▶ **Goal**: What do the lines from the one containing "of the hedge" through the end of the entries say? Quote them exactly, and only them.

▶ **Data supplied**:
□ □ □ □ □
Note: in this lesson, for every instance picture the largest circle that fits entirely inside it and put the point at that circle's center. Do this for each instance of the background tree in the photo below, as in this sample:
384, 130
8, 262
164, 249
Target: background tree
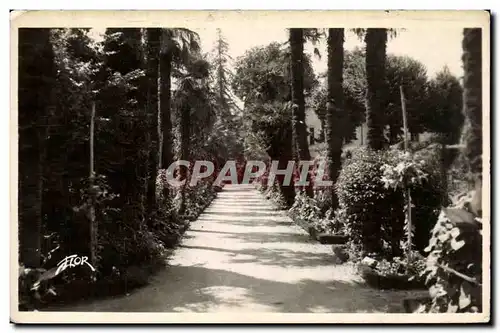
177, 46
37, 74
153, 39
472, 98
335, 115
444, 107
262, 82
189, 96
299, 131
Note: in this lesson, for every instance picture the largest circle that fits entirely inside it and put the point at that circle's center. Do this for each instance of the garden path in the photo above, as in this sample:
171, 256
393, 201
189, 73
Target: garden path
242, 255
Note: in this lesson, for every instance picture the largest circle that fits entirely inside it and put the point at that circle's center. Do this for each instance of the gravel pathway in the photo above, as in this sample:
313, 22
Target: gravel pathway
242, 255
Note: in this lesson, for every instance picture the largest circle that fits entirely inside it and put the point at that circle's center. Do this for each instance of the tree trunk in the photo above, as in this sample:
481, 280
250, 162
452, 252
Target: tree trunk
36, 80
334, 116
376, 43
166, 121
153, 44
472, 98
299, 131
185, 124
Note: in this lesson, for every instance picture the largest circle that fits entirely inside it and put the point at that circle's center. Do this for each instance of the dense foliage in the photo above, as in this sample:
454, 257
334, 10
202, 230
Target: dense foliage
123, 215
374, 215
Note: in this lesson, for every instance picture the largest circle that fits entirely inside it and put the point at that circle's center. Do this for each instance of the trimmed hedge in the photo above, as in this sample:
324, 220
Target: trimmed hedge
374, 216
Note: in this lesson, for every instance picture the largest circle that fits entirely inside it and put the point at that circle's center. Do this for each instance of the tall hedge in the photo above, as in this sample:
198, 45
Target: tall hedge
374, 216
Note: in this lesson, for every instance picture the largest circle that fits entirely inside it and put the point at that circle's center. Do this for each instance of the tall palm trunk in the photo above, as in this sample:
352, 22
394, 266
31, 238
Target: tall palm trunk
184, 138
376, 44
299, 131
298, 110
334, 117
165, 107
36, 75
472, 97
473, 109
153, 43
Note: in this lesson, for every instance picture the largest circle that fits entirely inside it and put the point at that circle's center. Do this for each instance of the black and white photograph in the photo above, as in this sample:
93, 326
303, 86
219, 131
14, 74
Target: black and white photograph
250, 167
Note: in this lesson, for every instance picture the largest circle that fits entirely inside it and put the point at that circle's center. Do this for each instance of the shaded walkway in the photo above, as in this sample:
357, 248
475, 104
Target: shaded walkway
243, 255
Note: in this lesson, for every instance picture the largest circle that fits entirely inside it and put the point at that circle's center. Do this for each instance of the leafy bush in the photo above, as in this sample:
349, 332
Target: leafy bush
374, 215
396, 273
309, 210
454, 264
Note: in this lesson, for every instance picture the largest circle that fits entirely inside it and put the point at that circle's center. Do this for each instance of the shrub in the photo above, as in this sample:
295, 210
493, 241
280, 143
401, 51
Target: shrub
374, 215
454, 264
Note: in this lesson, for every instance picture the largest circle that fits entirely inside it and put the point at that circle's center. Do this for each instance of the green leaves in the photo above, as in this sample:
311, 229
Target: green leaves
454, 263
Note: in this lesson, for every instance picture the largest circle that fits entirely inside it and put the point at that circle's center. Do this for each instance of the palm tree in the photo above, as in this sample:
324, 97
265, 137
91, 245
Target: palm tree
177, 45
36, 82
153, 36
298, 107
376, 45
190, 94
473, 107
335, 104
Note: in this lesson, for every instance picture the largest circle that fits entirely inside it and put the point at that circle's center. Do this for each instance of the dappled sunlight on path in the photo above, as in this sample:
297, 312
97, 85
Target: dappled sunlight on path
242, 255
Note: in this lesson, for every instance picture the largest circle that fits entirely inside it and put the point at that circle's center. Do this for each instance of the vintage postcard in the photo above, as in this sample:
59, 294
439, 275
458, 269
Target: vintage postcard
250, 167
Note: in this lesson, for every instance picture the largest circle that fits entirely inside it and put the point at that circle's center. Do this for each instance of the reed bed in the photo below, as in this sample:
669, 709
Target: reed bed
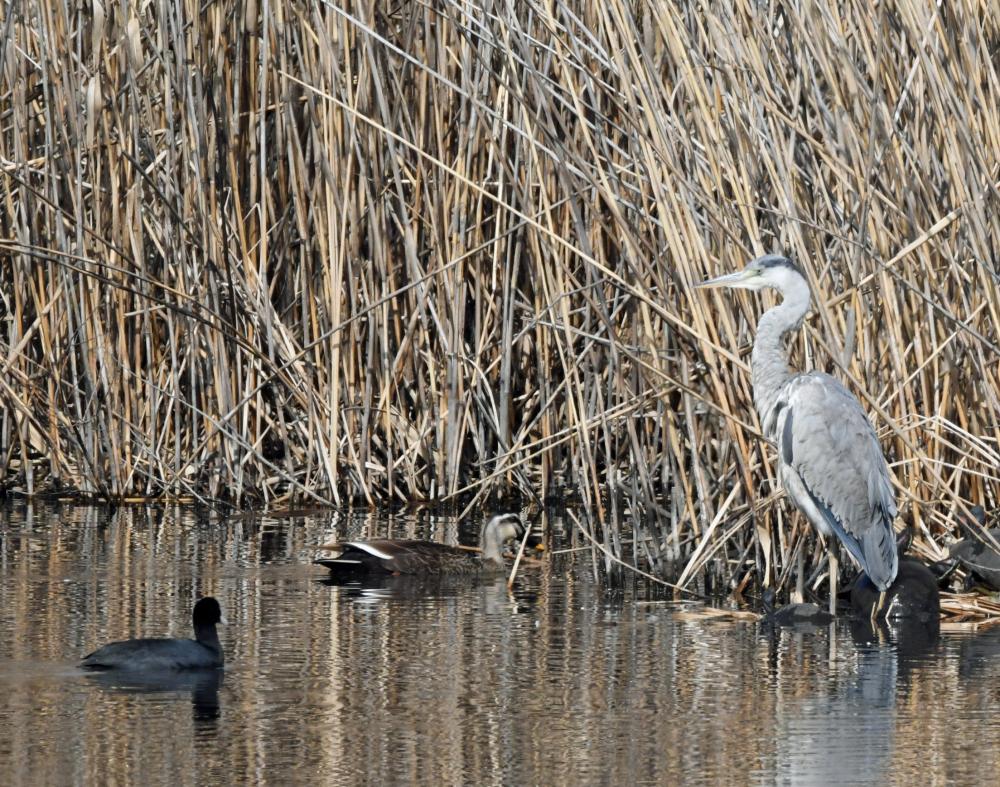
306, 251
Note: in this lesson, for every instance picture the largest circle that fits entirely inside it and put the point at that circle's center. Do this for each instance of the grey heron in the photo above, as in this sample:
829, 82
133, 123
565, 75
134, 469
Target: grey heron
830, 462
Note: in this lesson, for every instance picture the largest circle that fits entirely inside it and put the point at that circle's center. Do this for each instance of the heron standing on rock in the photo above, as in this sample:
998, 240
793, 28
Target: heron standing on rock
830, 462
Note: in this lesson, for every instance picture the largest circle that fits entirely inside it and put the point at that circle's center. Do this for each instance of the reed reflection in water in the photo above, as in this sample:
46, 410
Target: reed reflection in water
454, 682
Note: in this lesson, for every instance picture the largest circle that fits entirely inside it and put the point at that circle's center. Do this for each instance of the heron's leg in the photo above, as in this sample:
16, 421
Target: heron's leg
877, 608
834, 570
800, 569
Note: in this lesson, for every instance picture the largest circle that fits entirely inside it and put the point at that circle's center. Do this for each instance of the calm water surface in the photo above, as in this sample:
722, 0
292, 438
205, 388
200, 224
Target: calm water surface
460, 683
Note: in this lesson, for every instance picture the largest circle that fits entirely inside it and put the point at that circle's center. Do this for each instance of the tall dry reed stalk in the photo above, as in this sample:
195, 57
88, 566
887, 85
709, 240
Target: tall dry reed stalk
444, 251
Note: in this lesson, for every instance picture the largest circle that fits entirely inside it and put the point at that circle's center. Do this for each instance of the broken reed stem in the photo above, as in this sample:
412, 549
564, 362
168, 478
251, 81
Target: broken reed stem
444, 252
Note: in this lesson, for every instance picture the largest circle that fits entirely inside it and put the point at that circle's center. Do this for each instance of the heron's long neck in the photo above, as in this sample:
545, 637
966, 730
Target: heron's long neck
769, 361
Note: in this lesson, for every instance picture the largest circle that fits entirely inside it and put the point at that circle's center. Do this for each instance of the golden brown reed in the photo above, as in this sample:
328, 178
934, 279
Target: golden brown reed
318, 251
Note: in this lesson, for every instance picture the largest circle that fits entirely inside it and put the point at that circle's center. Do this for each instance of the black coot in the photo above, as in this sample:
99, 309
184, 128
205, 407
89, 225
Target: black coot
202, 652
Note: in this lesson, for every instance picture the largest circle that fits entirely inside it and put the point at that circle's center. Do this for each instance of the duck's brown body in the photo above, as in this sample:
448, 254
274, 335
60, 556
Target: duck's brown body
410, 556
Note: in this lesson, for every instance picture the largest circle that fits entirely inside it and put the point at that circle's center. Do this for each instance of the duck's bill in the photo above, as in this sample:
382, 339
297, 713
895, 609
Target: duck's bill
723, 281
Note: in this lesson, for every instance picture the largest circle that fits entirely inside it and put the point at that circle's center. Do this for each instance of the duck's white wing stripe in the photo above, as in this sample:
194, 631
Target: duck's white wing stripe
371, 550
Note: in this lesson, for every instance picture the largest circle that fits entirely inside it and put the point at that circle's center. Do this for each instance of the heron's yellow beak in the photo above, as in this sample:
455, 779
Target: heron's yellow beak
729, 280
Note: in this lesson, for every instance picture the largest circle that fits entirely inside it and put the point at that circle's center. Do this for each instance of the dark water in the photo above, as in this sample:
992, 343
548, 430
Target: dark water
461, 683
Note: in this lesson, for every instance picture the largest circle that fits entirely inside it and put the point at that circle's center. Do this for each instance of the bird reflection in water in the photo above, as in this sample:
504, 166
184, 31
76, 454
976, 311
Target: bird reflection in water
203, 685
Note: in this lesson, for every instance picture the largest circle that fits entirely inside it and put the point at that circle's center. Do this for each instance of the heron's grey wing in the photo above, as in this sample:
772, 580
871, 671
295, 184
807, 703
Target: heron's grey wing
827, 442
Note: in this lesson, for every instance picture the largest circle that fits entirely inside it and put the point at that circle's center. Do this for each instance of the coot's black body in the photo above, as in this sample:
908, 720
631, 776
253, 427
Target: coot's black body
154, 655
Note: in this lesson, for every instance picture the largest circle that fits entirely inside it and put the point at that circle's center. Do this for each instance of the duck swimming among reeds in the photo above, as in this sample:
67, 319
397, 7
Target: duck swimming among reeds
152, 655
408, 556
793, 615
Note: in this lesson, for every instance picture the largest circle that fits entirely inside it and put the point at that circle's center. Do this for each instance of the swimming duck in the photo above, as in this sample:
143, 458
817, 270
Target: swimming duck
409, 556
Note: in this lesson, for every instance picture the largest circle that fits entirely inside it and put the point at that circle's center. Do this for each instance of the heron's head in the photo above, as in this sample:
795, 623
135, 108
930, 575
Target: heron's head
772, 270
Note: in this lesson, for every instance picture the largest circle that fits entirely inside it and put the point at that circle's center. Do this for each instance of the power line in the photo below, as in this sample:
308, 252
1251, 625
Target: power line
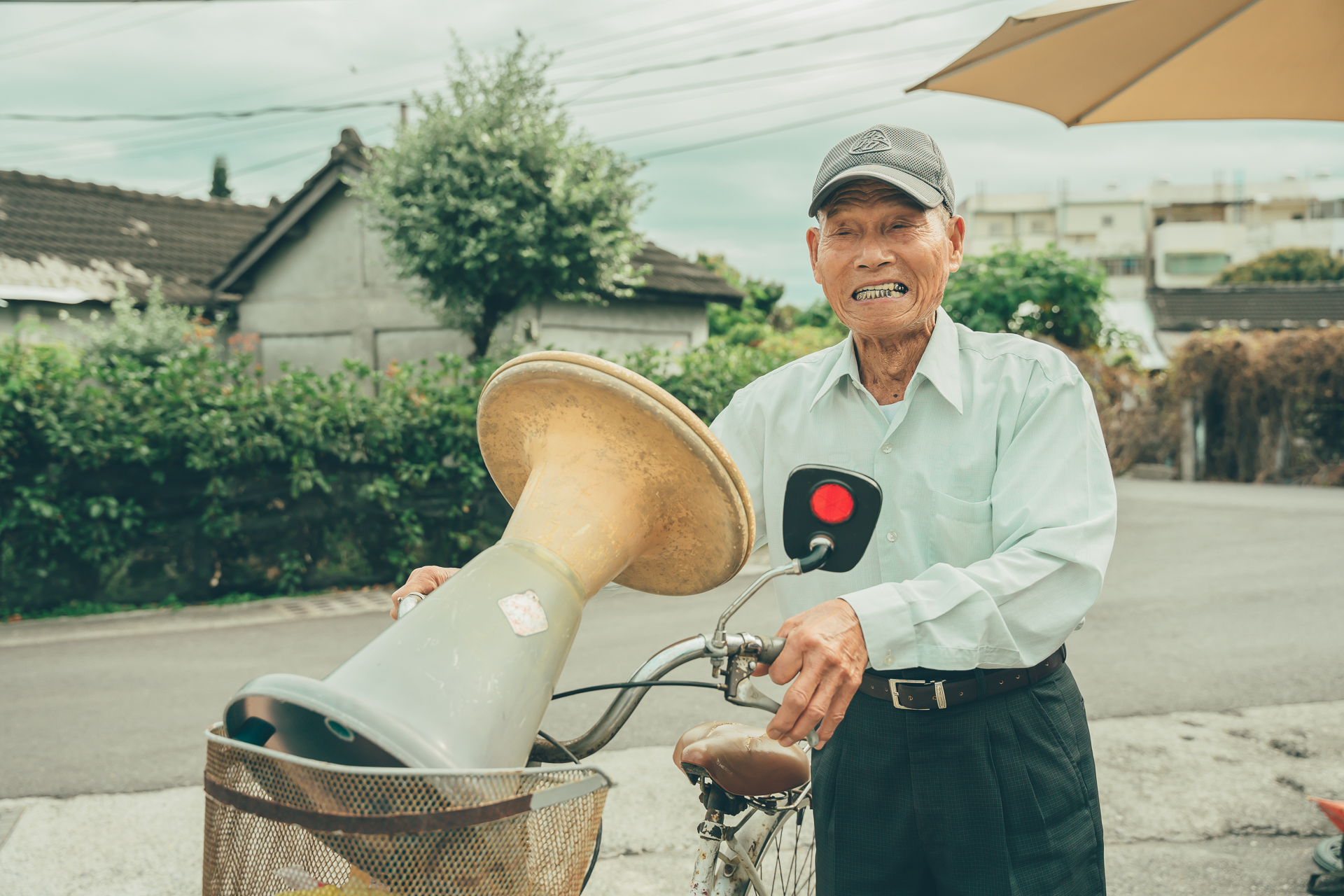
784, 45
270, 163
185, 115
368, 104
788, 104
662, 41
106, 31
777, 130
226, 134
58, 26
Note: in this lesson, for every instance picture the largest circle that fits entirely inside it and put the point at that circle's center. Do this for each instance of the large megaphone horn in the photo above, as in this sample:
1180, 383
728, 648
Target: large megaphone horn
612, 479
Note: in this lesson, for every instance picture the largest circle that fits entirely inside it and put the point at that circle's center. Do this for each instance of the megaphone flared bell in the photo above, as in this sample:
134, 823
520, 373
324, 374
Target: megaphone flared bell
610, 479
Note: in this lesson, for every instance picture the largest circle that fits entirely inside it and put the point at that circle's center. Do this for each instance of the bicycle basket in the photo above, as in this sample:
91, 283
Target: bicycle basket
283, 825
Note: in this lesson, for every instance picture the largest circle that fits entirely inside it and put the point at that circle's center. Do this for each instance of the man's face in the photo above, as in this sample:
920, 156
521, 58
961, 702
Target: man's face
883, 260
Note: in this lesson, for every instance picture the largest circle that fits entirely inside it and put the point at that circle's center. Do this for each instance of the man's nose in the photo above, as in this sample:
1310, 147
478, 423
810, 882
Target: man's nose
874, 253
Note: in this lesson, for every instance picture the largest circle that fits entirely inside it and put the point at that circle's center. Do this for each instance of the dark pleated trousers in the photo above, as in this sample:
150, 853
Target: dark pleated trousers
991, 798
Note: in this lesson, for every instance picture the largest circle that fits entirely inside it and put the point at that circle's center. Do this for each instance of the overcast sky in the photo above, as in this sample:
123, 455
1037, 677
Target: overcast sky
746, 198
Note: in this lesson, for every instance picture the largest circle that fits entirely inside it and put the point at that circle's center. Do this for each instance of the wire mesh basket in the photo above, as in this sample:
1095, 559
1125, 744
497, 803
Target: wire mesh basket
280, 825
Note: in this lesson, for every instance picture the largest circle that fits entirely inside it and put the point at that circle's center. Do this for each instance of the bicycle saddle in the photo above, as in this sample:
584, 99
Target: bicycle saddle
741, 760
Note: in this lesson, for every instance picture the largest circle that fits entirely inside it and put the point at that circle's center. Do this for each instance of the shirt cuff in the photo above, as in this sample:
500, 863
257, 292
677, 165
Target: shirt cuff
888, 629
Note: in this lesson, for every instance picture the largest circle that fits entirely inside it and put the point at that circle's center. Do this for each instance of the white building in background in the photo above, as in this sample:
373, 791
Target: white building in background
1199, 230
1109, 227
1170, 237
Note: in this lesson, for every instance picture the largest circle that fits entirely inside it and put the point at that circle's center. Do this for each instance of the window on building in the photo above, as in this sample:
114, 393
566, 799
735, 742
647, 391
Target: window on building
1128, 266
1195, 264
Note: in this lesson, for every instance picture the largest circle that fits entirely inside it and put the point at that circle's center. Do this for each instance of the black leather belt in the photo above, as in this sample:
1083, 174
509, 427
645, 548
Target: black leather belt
905, 694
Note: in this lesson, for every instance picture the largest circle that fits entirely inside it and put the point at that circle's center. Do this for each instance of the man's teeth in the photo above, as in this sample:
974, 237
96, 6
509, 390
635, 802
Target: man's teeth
883, 290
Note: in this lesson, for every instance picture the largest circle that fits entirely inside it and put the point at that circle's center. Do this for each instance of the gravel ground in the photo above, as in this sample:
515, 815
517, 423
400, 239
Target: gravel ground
1194, 802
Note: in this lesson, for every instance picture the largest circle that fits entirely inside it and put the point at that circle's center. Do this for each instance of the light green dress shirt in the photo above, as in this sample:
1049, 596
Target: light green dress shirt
999, 505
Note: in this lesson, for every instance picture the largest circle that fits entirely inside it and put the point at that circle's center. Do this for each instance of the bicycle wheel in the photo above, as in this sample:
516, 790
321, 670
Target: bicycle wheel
788, 862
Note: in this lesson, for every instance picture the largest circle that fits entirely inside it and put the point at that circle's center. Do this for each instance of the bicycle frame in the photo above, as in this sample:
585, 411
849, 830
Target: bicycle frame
742, 846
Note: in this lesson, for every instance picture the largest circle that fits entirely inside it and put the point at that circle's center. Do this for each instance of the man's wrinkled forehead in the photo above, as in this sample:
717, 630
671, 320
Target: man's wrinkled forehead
867, 192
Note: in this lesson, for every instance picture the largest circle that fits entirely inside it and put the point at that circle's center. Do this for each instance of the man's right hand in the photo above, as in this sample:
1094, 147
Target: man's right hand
422, 580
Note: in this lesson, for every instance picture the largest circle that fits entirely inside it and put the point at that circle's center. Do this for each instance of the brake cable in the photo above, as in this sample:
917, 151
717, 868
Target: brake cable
638, 684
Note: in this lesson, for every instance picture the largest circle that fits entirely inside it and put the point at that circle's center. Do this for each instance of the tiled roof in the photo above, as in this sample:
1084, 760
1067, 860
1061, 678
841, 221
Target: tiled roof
61, 232
1275, 305
349, 152
676, 277
671, 279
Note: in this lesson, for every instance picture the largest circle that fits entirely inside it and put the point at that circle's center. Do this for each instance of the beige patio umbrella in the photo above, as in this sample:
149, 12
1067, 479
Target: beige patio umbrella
1088, 64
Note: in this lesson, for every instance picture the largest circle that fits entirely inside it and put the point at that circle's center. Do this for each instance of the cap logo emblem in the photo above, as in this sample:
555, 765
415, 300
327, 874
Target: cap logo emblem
872, 141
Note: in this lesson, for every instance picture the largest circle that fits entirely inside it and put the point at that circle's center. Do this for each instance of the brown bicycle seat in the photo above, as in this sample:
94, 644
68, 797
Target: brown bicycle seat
741, 760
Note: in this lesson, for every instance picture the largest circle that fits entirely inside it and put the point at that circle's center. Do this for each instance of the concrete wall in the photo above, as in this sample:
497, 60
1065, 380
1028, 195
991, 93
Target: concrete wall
328, 293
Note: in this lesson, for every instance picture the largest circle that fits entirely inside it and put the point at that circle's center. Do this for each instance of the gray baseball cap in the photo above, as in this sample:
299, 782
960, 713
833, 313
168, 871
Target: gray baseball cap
904, 158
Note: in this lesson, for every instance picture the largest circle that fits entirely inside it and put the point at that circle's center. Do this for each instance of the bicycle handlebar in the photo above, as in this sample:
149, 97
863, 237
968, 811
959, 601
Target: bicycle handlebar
772, 649
662, 663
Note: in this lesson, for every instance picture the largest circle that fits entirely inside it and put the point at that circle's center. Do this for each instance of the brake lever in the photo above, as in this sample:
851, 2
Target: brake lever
739, 691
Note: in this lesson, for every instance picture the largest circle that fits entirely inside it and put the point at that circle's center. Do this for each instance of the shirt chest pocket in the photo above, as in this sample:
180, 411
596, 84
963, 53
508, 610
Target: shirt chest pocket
961, 532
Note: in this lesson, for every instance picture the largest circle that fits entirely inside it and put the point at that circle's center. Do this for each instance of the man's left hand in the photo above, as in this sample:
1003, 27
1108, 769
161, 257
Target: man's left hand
825, 657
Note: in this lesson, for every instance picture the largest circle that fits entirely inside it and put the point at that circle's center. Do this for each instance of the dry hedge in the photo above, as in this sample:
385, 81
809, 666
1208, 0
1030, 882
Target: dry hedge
1272, 403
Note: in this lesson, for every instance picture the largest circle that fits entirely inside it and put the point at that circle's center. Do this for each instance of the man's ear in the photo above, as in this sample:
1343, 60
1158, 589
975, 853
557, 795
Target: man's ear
958, 239
813, 242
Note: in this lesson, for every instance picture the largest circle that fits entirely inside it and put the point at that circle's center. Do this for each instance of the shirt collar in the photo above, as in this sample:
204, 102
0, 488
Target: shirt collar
940, 365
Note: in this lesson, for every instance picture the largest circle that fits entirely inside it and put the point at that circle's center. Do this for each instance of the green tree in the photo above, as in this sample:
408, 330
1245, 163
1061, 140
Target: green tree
151, 336
1040, 292
219, 187
752, 323
493, 200
1287, 265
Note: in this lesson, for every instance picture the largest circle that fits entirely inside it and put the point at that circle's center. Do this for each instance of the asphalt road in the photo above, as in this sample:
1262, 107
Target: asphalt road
1218, 597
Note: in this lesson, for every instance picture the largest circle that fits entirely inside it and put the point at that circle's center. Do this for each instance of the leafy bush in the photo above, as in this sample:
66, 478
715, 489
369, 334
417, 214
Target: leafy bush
127, 481
492, 200
706, 378
1040, 292
1287, 265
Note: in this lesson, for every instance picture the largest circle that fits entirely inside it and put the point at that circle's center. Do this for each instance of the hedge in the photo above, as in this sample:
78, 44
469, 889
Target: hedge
128, 482
190, 479
1272, 405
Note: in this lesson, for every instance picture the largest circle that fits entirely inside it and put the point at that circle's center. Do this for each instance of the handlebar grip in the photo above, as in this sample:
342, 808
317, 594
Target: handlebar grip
772, 649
□ □ □ □ □
▶ **Task output**:
Note: in this lesson, for every instance picture the largest circle that fits entirely inside it and put the point at that circle's center. Do this for each instance of the hedge in the photo above, as in this sample:
78, 44
469, 889
Target: hedge
128, 482
190, 479
1272, 405
Note: in this lesson, for every instance picture the largest circle that fits entirely inside it and put the point at that circle's center. Do this for each instance of the handlebar grip in the photo above, as in this sample:
342, 808
317, 594
Target: handlebar grip
772, 649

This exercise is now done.